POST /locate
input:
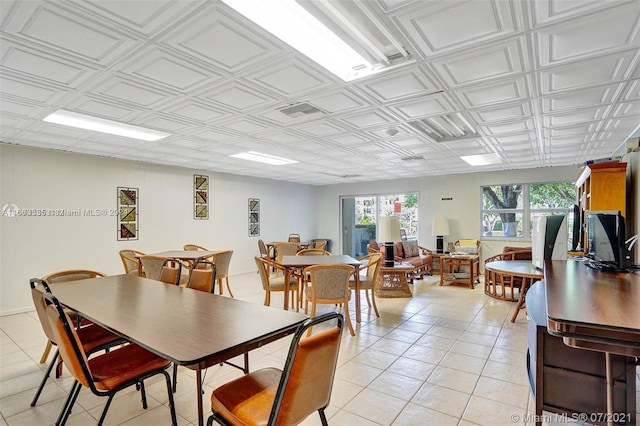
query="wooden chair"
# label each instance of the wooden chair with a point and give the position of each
(329, 284)
(271, 396)
(62, 276)
(273, 283)
(107, 374)
(163, 269)
(130, 259)
(262, 248)
(203, 276)
(313, 252)
(285, 249)
(222, 261)
(501, 285)
(93, 338)
(320, 244)
(294, 238)
(371, 267)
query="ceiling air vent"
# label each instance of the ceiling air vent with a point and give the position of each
(413, 158)
(445, 128)
(299, 110)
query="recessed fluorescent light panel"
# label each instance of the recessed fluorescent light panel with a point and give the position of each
(263, 158)
(291, 23)
(74, 119)
(482, 160)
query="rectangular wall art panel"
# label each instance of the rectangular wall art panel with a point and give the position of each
(254, 217)
(200, 197)
(127, 214)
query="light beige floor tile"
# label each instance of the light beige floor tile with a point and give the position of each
(376, 406)
(501, 391)
(396, 385)
(453, 379)
(483, 411)
(414, 414)
(441, 399)
(412, 368)
(421, 358)
(461, 362)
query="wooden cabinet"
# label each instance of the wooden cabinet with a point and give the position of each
(602, 186)
(570, 381)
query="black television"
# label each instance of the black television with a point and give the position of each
(605, 244)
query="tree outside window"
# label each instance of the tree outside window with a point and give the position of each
(504, 207)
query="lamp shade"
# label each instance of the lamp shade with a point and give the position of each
(389, 229)
(440, 225)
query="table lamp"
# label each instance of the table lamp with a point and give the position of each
(440, 229)
(389, 232)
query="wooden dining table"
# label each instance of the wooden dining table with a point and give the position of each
(293, 263)
(188, 327)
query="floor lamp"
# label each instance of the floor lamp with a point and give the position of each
(440, 229)
(389, 232)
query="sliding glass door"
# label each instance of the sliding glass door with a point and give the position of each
(359, 216)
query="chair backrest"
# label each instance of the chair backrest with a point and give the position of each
(162, 269)
(320, 244)
(263, 265)
(203, 276)
(294, 238)
(372, 262)
(193, 247)
(69, 345)
(262, 248)
(130, 260)
(313, 252)
(222, 261)
(330, 281)
(308, 374)
(71, 275)
(38, 289)
(286, 249)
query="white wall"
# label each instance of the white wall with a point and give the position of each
(35, 246)
(462, 210)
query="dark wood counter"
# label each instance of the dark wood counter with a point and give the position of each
(592, 309)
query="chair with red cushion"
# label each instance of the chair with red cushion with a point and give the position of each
(107, 374)
(271, 396)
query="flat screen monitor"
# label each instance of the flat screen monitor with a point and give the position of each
(549, 239)
(606, 240)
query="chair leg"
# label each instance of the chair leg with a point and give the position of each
(373, 300)
(106, 407)
(348, 318)
(143, 394)
(172, 406)
(44, 379)
(323, 417)
(68, 404)
(228, 288)
(45, 353)
(175, 377)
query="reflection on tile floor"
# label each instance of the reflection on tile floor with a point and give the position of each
(447, 356)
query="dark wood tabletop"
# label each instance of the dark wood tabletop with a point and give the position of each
(186, 254)
(303, 261)
(189, 327)
(592, 309)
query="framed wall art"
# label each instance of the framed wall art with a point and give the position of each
(200, 197)
(254, 217)
(127, 214)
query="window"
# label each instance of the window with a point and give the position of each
(505, 207)
(361, 214)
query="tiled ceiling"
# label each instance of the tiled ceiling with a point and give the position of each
(539, 83)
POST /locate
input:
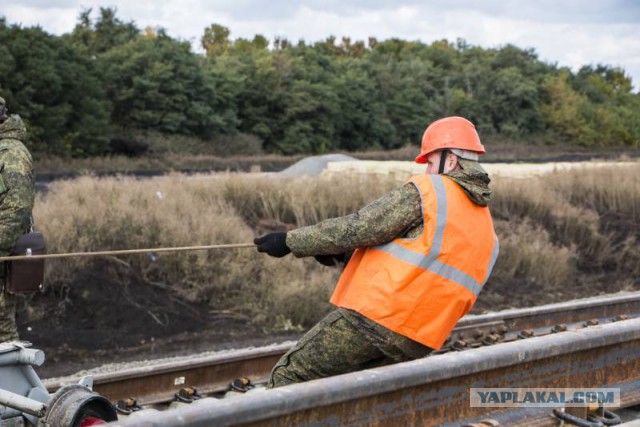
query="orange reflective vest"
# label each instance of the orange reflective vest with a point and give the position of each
(421, 287)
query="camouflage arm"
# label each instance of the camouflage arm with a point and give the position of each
(17, 193)
(376, 223)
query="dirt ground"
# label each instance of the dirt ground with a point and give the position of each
(96, 321)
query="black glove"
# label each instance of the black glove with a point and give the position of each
(274, 244)
(330, 260)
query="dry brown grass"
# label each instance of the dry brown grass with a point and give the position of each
(554, 232)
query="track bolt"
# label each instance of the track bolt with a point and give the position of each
(241, 385)
(490, 339)
(526, 333)
(561, 327)
(127, 406)
(459, 345)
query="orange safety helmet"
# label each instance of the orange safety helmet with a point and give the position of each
(450, 132)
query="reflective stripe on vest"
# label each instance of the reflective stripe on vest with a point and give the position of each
(420, 287)
(430, 261)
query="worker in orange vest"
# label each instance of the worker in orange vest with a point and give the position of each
(420, 256)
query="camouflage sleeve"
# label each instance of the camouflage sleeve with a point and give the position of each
(376, 223)
(17, 194)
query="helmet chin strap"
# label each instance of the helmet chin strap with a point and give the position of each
(443, 160)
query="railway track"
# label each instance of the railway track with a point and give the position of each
(584, 343)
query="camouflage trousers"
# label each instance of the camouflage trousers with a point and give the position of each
(344, 341)
(8, 329)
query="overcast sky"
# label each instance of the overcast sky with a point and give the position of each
(568, 32)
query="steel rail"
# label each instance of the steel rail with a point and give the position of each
(435, 390)
(158, 383)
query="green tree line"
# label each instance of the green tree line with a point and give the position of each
(104, 87)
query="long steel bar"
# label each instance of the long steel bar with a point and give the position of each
(435, 390)
(158, 383)
(126, 252)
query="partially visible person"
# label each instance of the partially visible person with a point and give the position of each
(17, 193)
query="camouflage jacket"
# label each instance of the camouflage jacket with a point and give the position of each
(397, 214)
(17, 184)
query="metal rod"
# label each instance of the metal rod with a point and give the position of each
(126, 252)
(21, 403)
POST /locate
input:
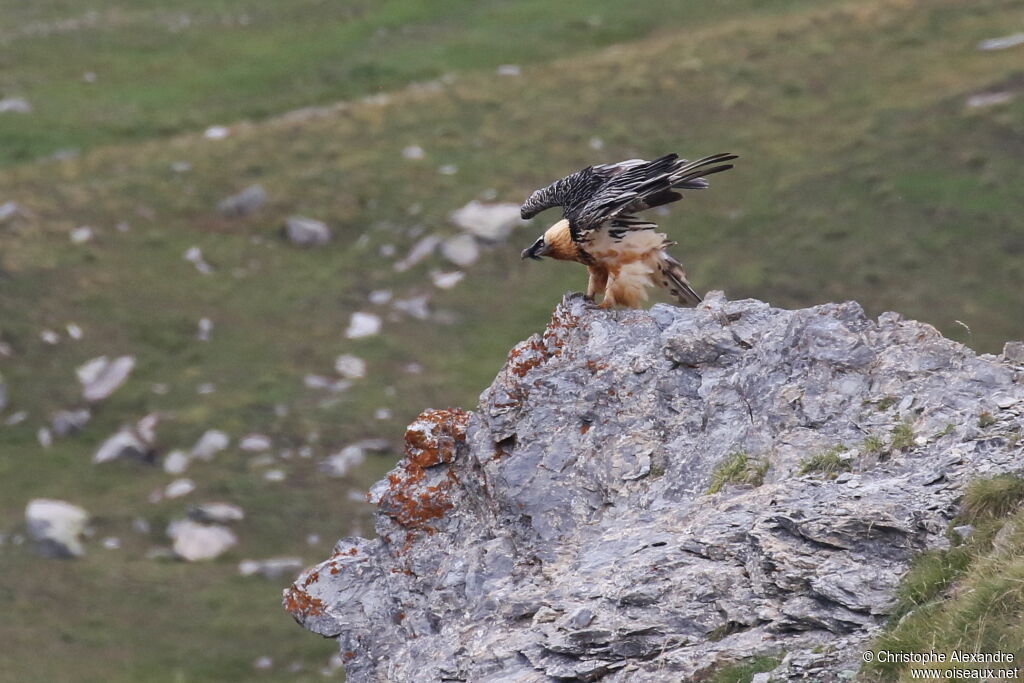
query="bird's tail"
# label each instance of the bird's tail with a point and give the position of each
(674, 280)
(690, 175)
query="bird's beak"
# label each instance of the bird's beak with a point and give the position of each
(536, 250)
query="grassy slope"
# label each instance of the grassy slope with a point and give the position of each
(863, 176)
(160, 69)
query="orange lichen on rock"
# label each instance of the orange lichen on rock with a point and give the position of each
(300, 604)
(432, 439)
(535, 352)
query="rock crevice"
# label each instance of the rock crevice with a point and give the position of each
(563, 530)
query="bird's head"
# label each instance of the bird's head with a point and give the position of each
(536, 250)
(555, 243)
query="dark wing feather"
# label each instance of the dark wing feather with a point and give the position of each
(567, 190)
(641, 186)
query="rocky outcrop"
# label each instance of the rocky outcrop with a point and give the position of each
(564, 529)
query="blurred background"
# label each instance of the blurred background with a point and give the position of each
(243, 243)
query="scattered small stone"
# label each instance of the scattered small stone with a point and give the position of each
(380, 297)
(14, 105)
(127, 442)
(255, 442)
(363, 325)
(487, 221)
(350, 367)
(101, 377)
(274, 475)
(216, 132)
(218, 513)
(1001, 43)
(16, 418)
(272, 567)
(461, 250)
(195, 256)
(446, 280)
(210, 443)
(321, 382)
(205, 328)
(10, 211)
(195, 542)
(421, 250)
(176, 462)
(1014, 351)
(55, 526)
(988, 99)
(342, 462)
(413, 153)
(80, 236)
(179, 487)
(244, 204)
(264, 460)
(306, 231)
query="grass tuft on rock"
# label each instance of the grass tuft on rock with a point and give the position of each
(828, 463)
(967, 598)
(738, 468)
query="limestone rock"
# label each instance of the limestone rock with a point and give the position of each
(306, 231)
(217, 513)
(195, 542)
(563, 530)
(493, 222)
(55, 526)
(101, 377)
(243, 204)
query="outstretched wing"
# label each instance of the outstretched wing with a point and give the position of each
(641, 186)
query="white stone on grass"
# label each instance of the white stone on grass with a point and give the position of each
(210, 443)
(55, 526)
(350, 367)
(195, 542)
(101, 377)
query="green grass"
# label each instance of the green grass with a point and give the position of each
(828, 463)
(969, 597)
(738, 468)
(161, 69)
(993, 498)
(901, 436)
(848, 187)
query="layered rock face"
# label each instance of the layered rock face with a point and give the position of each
(564, 529)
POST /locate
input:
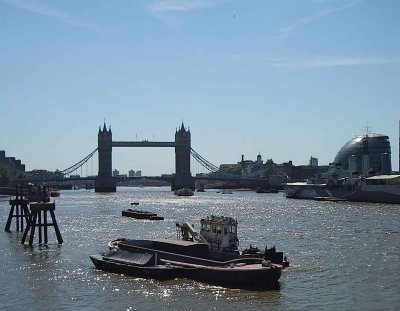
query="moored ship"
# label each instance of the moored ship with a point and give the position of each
(374, 189)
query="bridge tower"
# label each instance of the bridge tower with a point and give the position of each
(104, 181)
(183, 177)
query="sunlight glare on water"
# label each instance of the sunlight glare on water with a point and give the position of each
(342, 255)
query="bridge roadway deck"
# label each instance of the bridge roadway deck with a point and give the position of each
(143, 144)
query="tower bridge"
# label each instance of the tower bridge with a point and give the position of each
(182, 144)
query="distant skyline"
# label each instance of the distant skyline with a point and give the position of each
(284, 79)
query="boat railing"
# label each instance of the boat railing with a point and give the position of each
(190, 259)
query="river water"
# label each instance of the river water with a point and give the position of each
(343, 256)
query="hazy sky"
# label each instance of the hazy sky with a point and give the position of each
(288, 79)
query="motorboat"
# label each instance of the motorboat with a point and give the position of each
(210, 256)
(141, 214)
(184, 192)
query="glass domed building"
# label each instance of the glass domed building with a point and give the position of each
(366, 153)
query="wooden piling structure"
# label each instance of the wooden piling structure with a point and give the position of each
(19, 211)
(38, 219)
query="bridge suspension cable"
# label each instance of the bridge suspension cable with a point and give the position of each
(206, 164)
(74, 167)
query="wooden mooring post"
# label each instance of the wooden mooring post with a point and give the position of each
(19, 211)
(38, 219)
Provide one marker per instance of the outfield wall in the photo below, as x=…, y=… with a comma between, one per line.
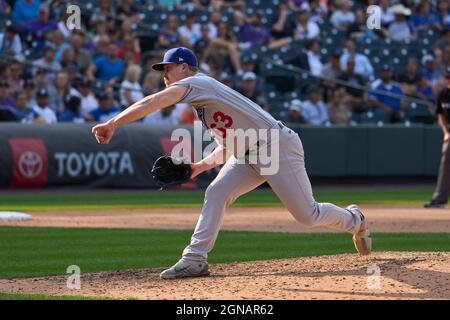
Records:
x=39, y=156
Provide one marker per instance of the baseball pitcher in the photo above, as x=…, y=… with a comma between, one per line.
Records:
x=222, y=110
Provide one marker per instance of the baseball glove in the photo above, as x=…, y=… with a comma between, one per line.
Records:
x=166, y=172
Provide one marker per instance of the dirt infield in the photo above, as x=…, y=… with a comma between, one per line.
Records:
x=380, y=218
x=403, y=276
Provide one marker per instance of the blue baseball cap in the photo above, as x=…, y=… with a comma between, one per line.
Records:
x=177, y=56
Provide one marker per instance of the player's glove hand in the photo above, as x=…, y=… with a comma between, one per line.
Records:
x=166, y=172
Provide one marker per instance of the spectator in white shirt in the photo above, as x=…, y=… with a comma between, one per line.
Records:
x=43, y=114
x=88, y=101
x=314, y=110
x=313, y=53
x=363, y=67
x=48, y=62
x=130, y=89
x=306, y=29
x=10, y=43
x=343, y=17
x=190, y=31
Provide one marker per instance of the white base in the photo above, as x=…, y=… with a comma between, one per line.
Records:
x=14, y=216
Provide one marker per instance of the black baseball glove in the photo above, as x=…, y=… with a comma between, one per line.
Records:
x=166, y=172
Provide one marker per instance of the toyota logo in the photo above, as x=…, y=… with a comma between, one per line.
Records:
x=30, y=164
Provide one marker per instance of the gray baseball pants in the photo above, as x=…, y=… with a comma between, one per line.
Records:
x=291, y=185
x=443, y=184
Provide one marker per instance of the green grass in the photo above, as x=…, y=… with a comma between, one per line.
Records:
x=31, y=252
x=137, y=200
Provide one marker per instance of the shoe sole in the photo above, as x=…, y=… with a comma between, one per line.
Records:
x=363, y=244
x=180, y=276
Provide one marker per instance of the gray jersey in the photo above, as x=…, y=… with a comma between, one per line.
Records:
x=220, y=107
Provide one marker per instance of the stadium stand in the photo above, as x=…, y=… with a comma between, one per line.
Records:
x=285, y=67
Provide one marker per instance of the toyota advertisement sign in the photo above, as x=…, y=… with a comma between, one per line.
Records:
x=39, y=156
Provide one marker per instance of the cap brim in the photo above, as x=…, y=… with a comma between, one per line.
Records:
x=160, y=66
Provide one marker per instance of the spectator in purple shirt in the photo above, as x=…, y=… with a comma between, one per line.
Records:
x=25, y=11
x=40, y=28
x=422, y=19
x=5, y=98
x=253, y=34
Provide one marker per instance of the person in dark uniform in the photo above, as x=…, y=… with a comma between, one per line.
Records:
x=441, y=195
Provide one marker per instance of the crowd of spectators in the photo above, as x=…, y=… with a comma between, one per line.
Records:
x=51, y=74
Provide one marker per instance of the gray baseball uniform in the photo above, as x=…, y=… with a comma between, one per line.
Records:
x=221, y=108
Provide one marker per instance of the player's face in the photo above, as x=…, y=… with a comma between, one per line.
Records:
x=173, y=73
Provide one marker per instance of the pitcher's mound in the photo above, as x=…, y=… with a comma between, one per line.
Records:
x=14, y=216
x=390, y=275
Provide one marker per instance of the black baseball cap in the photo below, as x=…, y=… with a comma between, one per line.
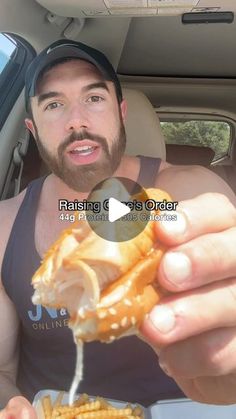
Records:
x=68, y=49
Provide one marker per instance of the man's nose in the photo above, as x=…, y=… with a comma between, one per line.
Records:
x=77, y=119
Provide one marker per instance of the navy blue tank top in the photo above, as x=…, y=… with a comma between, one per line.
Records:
x=126, y=369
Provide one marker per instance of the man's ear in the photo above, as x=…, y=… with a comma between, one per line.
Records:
x=30, y=125
x=123, y=109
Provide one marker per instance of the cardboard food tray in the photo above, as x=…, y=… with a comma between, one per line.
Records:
x=165, y=409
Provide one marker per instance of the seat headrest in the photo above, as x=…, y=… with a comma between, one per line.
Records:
x=187, y=154
x=142, y=126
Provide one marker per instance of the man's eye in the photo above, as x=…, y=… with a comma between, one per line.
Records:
x=95, y=99
x=53, y=105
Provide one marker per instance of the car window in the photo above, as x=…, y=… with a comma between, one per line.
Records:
x=200, y=133
x=15, y=56
x=7, y=48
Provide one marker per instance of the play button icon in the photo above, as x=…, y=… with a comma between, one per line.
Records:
x=116, y=210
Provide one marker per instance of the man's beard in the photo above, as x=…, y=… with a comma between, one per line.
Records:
x=85, y=177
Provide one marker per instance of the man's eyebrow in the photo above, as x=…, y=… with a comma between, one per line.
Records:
x=96, y=85
x=91, y=86
x=48, y=95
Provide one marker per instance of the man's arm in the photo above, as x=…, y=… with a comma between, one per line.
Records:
x=8, y=348
x=9, y=324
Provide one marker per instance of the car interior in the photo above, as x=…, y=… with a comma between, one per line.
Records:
x=175, y=60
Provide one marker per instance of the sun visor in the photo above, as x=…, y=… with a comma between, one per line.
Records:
x=103, y=8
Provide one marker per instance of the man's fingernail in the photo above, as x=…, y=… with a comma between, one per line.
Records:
x=164, y=367
x=177, y=267
x=176, y=226
x=162, y=318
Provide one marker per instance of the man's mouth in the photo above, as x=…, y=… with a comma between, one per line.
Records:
x=84, y=150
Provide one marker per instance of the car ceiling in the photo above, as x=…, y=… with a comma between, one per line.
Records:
x=152, y=46
x=181, y=58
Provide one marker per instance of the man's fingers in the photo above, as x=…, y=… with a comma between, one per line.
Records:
x=193, y=312
x=204, y=214
x=209, y=354
x=200, y=261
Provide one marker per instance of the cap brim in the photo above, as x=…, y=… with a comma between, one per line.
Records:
x=59, y=53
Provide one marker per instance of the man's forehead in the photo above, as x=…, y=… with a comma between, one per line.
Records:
x=71, y=67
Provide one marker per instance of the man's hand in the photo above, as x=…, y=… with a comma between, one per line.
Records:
x=18, y=408
x=194, y=329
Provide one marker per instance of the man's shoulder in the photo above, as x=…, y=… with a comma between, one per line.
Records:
x=186, y=182
x=8, y=212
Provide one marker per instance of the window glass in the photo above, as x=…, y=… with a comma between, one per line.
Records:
x=214, y=134
x=7, y=49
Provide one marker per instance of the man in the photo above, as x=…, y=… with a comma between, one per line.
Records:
x=76, y=113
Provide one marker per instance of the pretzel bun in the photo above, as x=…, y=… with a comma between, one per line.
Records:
x=107, y=287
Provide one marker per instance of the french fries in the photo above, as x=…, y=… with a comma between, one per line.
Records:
x=88, y=408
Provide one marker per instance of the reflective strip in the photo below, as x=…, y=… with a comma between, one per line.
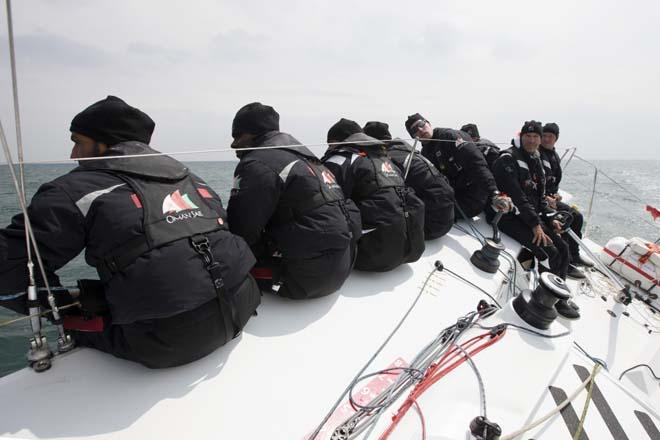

========================

Aim of the task ▸ Please show, exactly as written, every line above that contains the word "player".

Result ▸
Provide one marker per instance of the player's glove hand in the photo above, as x=…, y=… with a comma between, one per line.
Provide one marker per instance of the player's face in the photo above, as x=…, y=… with a comma between, one per line.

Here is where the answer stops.